• [TASK]:
Beneath this task are records; print exactly the stretch of them from the line with "187 219 L 64" through the line with "Give the mask of the large", both ends included.

Collected data entries:
__________________________________________________
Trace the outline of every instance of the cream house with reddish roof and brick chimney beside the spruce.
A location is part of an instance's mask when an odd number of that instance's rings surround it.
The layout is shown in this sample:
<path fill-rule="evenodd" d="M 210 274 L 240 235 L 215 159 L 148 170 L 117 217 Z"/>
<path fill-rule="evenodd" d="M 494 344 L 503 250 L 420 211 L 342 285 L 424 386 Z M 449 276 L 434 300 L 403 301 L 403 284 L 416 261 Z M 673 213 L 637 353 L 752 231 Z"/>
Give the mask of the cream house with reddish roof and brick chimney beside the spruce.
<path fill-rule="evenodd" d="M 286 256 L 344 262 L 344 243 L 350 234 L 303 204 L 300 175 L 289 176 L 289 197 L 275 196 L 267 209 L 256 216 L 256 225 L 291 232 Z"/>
__________________________________________________
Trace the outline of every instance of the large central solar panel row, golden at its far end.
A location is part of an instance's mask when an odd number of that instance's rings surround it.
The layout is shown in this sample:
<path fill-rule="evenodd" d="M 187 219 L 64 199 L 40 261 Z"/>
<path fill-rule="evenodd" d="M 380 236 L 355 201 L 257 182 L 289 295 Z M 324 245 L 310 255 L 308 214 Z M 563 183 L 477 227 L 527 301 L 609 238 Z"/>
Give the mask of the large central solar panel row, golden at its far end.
__________________________________________________
• [EXERCISE RESULT]:
<path fill-rule="evenodd" d="M 187 219 L 64 199 L 40 261 Z"/>
<path fill-rule="evenodd" d="M 380 236 L 355 201 L 257 182 L 289 295 Z M 324 245 L 310 255 L 308 214 Z M 563 183 L 477 227 L 527 301 L 609 238 Z"/>
Give the mask of the large central solar panel row, golden at its far end.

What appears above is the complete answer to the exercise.